Instructions for the task.
Can you reproduce, word for word, the part of the corrupt-journal thread starting at "The text was" and ending at "are you using?"?

Problem: Occasional corrupt journal likely triggered by sleep/wake cycle #341

trevorbernard · 2017-02-20T13:50:21Z

I've been able to trigger this on OSX and Linux usually after a few sleep wake cycles.

SingleChronicleQueueBuilder(path).build()

08:55:16.130 [engine-tailer] DEBUG n.o.c.q.i.s.SingleChronicleQueueExcerpts$StoreTailer - moveToIndex: 433e 2
08:55:16.141 [engine-tailer] DEBUG n.o.c.q.i.s.SingleChronicleQueueExcerpts$StoreTailer - moveToIndex: 433e 2
08:55:16.151 [engine-tailer] DEBUG n.o.c.q.i.s.SingleChronicleQueueExcerpts$StoreTailer - moveToIndex: 433e 2
08:55:16.161 [engine-tailer] DEBUG n.o.c.q.i.s.SingleChronicleQueueExcerpts$StoreTailer - moveToIndex: 433e 2
08:55:16.172 [engine-tailer] DEBUG n.o.c.q.i.s.SingleChronicleQueueExcerpts$StoreTailer - moveToIndex: 433e 2
08:55:16.182 [engine-tailer] DEBUG n.o.c.q.i.s.SingleChronicleQueueExcerpts$StoreTailer - moveToIndex: 433e 2
08:55:16.192 [engine-tailer] DEBUG n.o.c.q.i.s.SingleChronicleQueueExcerpts$StoreTailer - moveToIndex: 433e 2
08:55:16.203 [engine-tailer] DEBUG n.o.c.q.i.s.SingleChronicleQueueExcerpts$StoreTailer - moveToIndex: 433e 2

The text was updated successfully, but these errors were encountered:

peter-lawrey · 2017-02-20T14:05:14Z

Which version of chronicle queue are you using?

…

On 20 Feb 2017 14:50, "Trevor Bernard" ***@***.***> wrote: I've been able to trigger this on OSX and Linux usually after a few sleep wake cycles. SingleChronicleQueueBuilder(path).build() 08:55:16.130 [engine-tailer] DEBUG n.o.c.q.i.s.SingleChronicleQueueExcerpts$StoreTailer - moveToIndex: 433e 2 08:55:16.141 [engine-tailer] DEBUG n.o.c.q.i.s.SingleChronicleQueueExcerpts$StoreTailer - moveToIndex: 433e 2 08:55:16.151 [engine-tailer] DEBUG n.o.c.q.i.s.SingleChronicleQueueExcerpts$StoreTailer - moveToIndex: 433e 2 08:55:16.161 [engine-tailer] DEBUG n.o.c.q.i.s.SingleChronicleQueueExcerpts$StoreTailer - moveToIndex: 433e 2 08:55:16.172 [engine-tailer] DEBUG n.o.c.q.i.s.SingleChronicleQueueExcerpts$StoreTailer - moveToIndex: 433e 2 08:55:16.182 [engine-tailer] DEBUG n.o.c.q.i.s.SingleChronicleQueueExcerpts$StoreTailer - moveToIndex: 433e 2 08:55:16.192 [engine-tailer] DEBUG n.o.c.q.i.s.SingleChronicleQueueExcerpts$StoreTailer - moveToIndex: 433e 2 08:55:16.203 [engine-tailer] DEBUG n.o.c.q.i.s.SingleChronicleQueueExcerpts$StoreTailer - moveToIndex: 433e 2 — You are receiving this because you are subscribed to this thread. Reply to this email directly, view it on GitHub <#341>, or mute the thread <https://github.com/notifications/unsubscribe-auth/ABBU8Vl0m9y1mXU8KzY5drBl5pNxDaTBks5reZoegaJpZM4MGMxP> .

Provided material.

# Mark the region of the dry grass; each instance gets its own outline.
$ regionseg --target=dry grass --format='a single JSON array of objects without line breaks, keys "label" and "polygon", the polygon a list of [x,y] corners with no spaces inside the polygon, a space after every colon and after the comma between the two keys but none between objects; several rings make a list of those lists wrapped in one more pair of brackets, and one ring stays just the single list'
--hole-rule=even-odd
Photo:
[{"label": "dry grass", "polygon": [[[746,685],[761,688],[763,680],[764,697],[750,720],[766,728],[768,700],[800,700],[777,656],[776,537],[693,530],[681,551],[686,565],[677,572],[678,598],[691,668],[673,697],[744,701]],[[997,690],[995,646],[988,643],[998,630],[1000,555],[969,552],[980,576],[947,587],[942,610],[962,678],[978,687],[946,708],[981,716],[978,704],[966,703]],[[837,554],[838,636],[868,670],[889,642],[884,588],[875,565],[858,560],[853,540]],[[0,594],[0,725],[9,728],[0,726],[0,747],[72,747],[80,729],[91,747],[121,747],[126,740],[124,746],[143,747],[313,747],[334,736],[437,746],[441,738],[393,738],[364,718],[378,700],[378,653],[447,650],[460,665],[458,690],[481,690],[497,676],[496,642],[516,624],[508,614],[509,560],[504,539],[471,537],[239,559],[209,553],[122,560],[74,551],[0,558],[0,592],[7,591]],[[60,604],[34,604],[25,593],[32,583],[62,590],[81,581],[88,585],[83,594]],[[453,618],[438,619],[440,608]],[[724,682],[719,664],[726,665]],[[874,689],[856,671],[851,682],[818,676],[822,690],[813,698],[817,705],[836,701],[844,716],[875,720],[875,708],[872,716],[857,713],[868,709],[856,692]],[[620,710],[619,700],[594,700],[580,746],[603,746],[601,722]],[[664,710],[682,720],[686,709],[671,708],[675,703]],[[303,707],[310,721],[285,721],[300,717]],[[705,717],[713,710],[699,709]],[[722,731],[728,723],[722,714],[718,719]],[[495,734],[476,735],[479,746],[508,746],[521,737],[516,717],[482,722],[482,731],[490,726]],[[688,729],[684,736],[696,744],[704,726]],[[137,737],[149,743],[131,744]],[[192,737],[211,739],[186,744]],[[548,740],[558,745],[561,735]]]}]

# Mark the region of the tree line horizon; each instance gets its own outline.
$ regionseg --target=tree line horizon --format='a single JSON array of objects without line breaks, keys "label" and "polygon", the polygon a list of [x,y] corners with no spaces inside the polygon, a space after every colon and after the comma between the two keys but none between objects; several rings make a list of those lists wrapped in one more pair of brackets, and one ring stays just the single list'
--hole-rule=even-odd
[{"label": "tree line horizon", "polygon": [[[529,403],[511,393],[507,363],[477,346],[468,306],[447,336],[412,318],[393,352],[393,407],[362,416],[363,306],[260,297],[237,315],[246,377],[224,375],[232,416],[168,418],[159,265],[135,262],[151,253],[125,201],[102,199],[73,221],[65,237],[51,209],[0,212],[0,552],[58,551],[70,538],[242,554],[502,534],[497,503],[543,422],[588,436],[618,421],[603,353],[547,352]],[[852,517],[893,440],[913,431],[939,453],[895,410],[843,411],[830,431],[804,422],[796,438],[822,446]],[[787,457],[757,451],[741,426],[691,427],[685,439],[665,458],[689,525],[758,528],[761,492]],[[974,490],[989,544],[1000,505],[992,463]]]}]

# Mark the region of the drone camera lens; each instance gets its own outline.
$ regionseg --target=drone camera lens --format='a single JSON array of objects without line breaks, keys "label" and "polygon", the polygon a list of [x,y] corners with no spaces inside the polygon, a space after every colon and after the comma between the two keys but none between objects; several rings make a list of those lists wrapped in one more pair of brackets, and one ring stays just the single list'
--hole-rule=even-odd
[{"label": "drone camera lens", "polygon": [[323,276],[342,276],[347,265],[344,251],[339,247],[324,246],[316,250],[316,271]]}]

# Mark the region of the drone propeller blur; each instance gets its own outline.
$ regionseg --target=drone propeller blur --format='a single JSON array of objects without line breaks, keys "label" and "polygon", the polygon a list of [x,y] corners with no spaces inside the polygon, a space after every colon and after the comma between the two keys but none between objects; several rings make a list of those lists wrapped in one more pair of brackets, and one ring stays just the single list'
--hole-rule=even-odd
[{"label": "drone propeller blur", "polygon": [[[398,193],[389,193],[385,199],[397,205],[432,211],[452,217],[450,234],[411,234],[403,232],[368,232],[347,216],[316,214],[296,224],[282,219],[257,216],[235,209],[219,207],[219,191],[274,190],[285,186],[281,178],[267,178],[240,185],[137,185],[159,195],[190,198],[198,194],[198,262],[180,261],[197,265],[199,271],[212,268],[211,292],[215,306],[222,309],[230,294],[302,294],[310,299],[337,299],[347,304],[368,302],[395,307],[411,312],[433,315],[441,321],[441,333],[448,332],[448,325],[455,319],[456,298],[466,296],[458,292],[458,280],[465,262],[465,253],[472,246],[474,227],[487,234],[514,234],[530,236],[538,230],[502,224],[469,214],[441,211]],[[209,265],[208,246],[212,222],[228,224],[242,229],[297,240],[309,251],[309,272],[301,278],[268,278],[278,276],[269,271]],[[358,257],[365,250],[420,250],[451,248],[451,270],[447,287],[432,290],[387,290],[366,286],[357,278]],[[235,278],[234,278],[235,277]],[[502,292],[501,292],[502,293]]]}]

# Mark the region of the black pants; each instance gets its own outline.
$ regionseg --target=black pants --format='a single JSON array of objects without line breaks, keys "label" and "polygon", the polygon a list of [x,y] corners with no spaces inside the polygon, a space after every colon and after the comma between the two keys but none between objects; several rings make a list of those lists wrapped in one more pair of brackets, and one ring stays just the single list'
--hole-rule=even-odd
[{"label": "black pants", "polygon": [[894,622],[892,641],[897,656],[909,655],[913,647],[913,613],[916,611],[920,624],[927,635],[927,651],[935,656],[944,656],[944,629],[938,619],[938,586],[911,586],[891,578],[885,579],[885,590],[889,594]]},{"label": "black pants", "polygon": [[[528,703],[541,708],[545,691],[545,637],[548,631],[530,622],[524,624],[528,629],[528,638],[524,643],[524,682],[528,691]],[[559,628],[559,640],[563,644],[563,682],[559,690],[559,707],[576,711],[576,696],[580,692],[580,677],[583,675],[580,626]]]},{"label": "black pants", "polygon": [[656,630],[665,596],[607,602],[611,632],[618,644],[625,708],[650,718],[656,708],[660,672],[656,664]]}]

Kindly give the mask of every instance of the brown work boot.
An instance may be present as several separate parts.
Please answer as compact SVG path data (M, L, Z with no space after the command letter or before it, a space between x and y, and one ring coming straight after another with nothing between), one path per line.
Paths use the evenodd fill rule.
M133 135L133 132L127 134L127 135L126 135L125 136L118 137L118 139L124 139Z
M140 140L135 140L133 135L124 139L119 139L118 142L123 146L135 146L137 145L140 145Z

Worked answer.
The text was updated successfully, but these errors were encountered:

peter-lawrey · 2017-02-20T14:05:14Z

Which version of chronicle queue are you using?